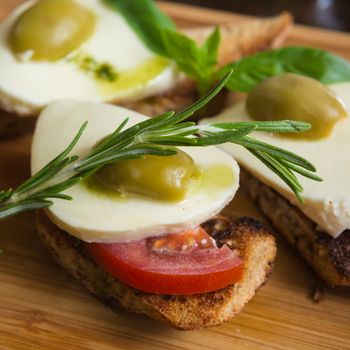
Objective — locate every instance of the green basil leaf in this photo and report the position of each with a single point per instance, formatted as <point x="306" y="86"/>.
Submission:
<point x="146" y="19"/>
<point x="159" y="34"/>
<point x="315" y="63"/>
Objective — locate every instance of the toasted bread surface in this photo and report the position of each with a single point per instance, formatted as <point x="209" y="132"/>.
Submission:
<point x="329" y="257"/>
<point x="250" y="239"/>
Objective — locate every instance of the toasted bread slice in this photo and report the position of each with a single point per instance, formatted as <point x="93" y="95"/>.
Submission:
<point x="237" y="41"/>
<point x="329" y="257"/>
<point x="250" y="239"/>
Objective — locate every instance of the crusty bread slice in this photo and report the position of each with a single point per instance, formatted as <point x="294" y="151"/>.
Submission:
<point x="329" y="257"/>
<point x="250" y="239"/>
<point x="237" y="41"/>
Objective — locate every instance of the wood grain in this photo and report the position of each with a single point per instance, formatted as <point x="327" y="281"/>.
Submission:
<point x="41" y="307"/>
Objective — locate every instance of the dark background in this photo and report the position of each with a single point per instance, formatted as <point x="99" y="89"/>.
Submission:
<point x="332" y="14"/>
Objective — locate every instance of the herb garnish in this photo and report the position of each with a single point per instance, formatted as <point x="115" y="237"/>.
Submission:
<point x="159" y="33"/>
<point x="151" y="137"/>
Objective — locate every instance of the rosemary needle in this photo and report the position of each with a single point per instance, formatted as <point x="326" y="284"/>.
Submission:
<point x="154" y="136"/>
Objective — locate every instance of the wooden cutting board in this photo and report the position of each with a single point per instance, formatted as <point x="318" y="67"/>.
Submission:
<point x="42" y="307"/>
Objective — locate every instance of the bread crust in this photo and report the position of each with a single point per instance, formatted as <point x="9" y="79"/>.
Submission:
<point x="329" y="257"/>
<point x="250" y="239"/>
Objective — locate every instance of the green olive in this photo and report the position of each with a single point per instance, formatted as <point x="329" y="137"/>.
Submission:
<point x="158" y="177"/>
<point x="295" y="97"/>
<point x="51" y="29"/>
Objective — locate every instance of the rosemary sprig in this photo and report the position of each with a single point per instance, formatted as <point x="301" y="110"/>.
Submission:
<point x="154" y="136"/>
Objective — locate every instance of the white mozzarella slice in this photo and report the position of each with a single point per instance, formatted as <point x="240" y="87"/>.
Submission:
<point x="327" y="203"/>
<point x="99" y="218"/>
<point x="27" y="86"/>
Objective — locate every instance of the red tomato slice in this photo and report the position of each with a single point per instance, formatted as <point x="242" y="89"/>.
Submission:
<point x="182" y="264"/>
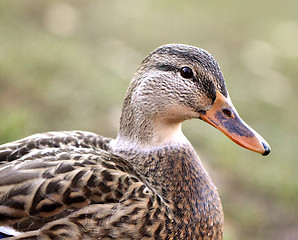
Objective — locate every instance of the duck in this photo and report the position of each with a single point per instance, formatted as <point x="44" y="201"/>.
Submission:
<point x="148" y="182"/>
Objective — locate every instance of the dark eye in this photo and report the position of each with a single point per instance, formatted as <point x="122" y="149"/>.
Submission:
<point x="186" y="72"/>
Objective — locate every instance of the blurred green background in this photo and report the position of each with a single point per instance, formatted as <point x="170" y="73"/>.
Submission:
<point x="66" y="65"/>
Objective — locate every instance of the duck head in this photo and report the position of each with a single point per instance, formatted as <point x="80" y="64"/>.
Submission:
<point x="175" y="83"/>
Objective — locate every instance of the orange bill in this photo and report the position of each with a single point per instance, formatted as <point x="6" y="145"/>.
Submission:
<point x="224" y="117"/>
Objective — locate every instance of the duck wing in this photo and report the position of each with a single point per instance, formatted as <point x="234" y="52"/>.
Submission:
<point x="67" y="185"/>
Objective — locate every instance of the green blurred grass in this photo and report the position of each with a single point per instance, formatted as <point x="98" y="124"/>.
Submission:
<point x="66" y="65"/>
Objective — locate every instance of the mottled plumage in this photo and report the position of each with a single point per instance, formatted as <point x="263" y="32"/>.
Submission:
<point x="148" y="183"/>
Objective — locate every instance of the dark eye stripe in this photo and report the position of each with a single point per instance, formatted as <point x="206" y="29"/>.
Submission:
<point x="186" y="72"/>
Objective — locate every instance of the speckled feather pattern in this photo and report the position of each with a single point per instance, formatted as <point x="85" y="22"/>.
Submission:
<point x="67" y="186"/>
<point x="148" y="183"/>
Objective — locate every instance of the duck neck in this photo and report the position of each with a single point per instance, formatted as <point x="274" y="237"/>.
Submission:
<point x="177" y="174"/>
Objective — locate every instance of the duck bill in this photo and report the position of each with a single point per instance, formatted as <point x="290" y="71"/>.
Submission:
<point x="224" y="117"/>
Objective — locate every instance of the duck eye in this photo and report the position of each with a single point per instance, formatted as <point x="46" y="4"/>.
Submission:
<point x="186" y="72"/>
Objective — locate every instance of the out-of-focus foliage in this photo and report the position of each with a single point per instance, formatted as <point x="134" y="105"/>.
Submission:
<point x="66" y="65"/>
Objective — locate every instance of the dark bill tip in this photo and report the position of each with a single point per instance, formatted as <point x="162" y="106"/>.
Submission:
<point x="266" y="148"/>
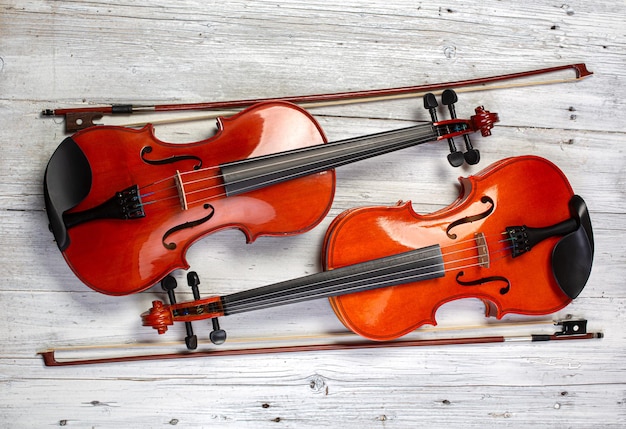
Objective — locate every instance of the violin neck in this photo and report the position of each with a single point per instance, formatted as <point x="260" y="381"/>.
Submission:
<point x="412" y="266"/>
<point x="258" y="172"/>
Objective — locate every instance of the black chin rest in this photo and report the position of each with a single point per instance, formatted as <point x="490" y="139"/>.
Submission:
<point x="67" y="182"/>
<point x="572" y="256"/>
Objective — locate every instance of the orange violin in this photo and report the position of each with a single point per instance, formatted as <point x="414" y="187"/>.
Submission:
<point x="124" y="207"/>
<point x="517" y="238"/>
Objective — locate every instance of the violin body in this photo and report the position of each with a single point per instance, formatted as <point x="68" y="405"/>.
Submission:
<point x="516" y="191"/>
<point x="123" y="256"/>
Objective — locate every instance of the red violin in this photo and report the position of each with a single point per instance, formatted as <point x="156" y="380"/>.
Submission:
<point x="124" y="207"/>
<point x="517" y="238"/>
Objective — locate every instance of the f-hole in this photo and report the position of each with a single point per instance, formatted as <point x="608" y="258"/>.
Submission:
<point x="478" y="282"/>
<point x="186" y="225"/>
<point x="469" y="219"/>
<point x="172" y="159"/>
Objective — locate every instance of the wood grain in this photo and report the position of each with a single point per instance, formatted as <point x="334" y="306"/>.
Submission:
<point x="65" y="53"/>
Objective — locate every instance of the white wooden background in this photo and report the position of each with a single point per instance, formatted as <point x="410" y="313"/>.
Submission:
<point x="65" y="53"/>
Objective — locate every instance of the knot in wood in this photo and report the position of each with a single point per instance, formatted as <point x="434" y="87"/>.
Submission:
<point x="317" y="383"/>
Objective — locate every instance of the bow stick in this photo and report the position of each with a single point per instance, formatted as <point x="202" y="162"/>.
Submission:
<point x="82" y="117"/>
<point x="570" y="330"/>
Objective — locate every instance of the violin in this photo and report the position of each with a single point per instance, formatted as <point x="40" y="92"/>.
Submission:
<point x="124" y="207"/>
<point x="517" y="238"/>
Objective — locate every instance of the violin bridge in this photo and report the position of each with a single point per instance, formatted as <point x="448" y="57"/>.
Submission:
<point x="181" y="191"/>
<point x="483" y="250"/>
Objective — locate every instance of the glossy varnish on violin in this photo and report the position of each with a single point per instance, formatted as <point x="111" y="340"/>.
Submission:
<point x="517" y="238"/>
<point x="124" y="207"/>
<point x="120" y="257"/>
<point x="514" y="192"/>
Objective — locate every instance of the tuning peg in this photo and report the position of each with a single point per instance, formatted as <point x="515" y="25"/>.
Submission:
<point x="456" y="158"/>
<point x="472" y="156"/>
<point x="168" y="284"/>
<point x="193" y="281"/>
<point x="430" y="103"/>
<point x="448" y="98"/>
<point x="217" y="336"/>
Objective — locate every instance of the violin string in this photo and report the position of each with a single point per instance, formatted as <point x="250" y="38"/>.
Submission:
<point x="365" y="139"/>
<point x="302" y="292"/>
<point x="389" y="137"/>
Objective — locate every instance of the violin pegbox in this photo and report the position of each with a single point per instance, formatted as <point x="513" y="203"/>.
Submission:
<point x="482" y="121"/>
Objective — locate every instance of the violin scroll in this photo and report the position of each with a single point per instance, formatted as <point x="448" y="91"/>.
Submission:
<point x="482" y="121"/>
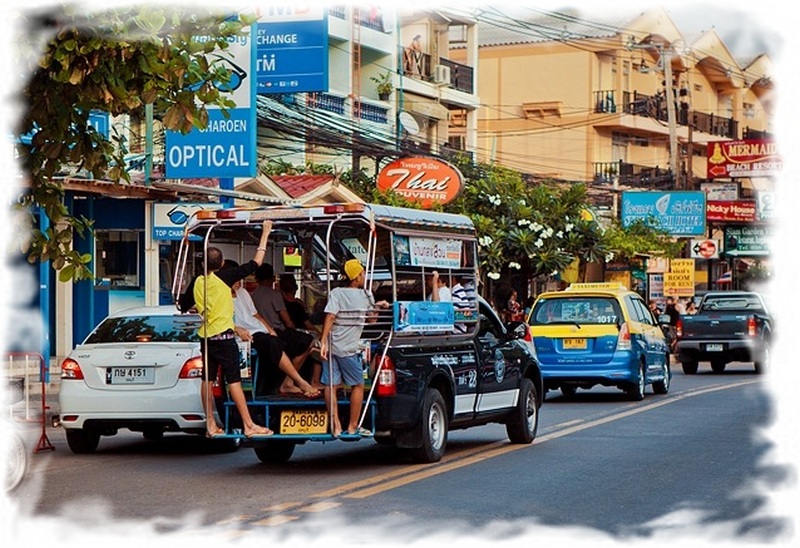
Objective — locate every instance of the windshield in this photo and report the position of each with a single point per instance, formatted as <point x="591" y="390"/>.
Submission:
<point x="576" y="310"/>
<point x="178" y="328"/>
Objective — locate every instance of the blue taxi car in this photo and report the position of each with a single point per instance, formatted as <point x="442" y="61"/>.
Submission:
<point x="599" y="334"/>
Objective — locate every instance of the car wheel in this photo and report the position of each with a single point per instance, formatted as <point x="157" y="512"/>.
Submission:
<point x="662" y="386"/>
<point x="17" y="463"/>
<point x="433" y="424"/>
<point x="274" y="451"/>
<point x="762" y="365"/>
<point x="690" y="368"/>
<point x="636" y="389"/>
<point x="525" y="417"/>
<point x="82" y="441"/>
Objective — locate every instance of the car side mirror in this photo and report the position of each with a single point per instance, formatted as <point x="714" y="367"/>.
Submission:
<point x="517" y="330"/>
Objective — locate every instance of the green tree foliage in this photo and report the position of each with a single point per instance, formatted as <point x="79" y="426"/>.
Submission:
<point x="538" y="229"/>
<point x="116" y="62"/>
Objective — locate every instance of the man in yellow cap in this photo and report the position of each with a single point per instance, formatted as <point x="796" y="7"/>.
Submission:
<point x="348" y="309"/>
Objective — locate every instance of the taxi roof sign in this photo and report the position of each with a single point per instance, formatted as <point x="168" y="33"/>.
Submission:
<point x="607" y="286"/>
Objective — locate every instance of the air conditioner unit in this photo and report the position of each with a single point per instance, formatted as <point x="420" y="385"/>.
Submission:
<point x="441" y="74"/>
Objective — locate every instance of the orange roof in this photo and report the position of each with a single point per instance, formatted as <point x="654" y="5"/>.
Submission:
<point x="299" y="185"/>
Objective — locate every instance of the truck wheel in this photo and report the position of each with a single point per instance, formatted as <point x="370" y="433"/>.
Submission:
<point x="762" y="365"/>
<point x="524" y="422"/>
<point x="274" y="451"/>
<point x="635" y="390"/>
<point x="433" y="424"/>
<point x="82" y="441"/>
<point x="662" y="387"/>
<point x="690" y="368"/>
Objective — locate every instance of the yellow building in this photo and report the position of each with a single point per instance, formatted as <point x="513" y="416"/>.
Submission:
<point x="580" y="99"/>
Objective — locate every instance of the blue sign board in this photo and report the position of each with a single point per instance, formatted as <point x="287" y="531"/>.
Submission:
<point x="292" y="53"/>
<point x="226" y="148"/>
<point x="677" y="213"/>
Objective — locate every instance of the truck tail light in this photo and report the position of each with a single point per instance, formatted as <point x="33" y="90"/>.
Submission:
<point x="70" y="369"/>
<point x="624" y="338"/>
<point x="386" y="379"/>
<point x="192" y="369"/>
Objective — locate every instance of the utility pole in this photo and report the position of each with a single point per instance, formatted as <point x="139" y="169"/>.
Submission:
<point x="666" y="64"/>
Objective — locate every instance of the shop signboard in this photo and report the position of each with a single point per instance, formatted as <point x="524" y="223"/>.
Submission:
<point x="292" y="48"/>
<point x="747" y="240"/>
<point x="680" y="213"/>
<point x="226" y="147"/>
<point x="743" y="158"/>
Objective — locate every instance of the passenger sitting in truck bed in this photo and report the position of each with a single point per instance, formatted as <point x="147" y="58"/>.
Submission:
<point x="276" y="373"/>
<point x="269" y="303"/>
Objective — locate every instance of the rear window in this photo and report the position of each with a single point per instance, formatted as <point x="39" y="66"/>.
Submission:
<point x="177" y="328"/>
<point x="576" y="310"/>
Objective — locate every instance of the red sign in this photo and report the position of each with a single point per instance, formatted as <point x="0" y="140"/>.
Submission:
<point x="734" y="211"/>
<point x="423" y="180"/>
<point x="746" y="158"/>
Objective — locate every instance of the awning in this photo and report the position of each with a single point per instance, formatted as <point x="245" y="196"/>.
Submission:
<point x="431" y="109"/>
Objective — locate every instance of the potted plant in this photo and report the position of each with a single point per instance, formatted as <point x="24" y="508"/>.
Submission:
<point x="383" y="85"/>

§ **REQUIRED WORK**:
Your task is to return, exactly and on their own, the lines from the one containing "Objective — locate every instance of the passenger" through the last line of the listing.

§ **EXERCISE RESULT**:
Objective — locate every instance of the passenger sitting in truck bed in this photo and report the position of each with a single point per instance, formatted as <point x="147" y="58"/>.
Submission:
<point x="276" y="373"/>
<point x="269" y="303"/>
Objective — locate every instance of the rear window in this photo and report the position of each with a single point per instance, formatted as <point x="39" y="66"/>.
Submission:
<point x="177" y="328"/>
<point x="576" y="310"/>
Objective — locate every instance of the red sign in this photo and report the position of each with a single point per instance, formatted as <point x="0" y="140"/>.
Submission:
<point x="734" y="211"/>
<point x="423" y="180"/>
<point x="746" y="158"/>
Objective — locate every instance of the awning in this photo and report the position of each with a single point per instance, formatted as <point x="245" y="196"/>.
Submission:
<point x="431" y="109"/>
Objective — locate every instance of the potted plant in this photo and report the position of each with a single point per instance, formatted as <point x="24" y="508"/>.
Submission:
<point x="383" y="85"/>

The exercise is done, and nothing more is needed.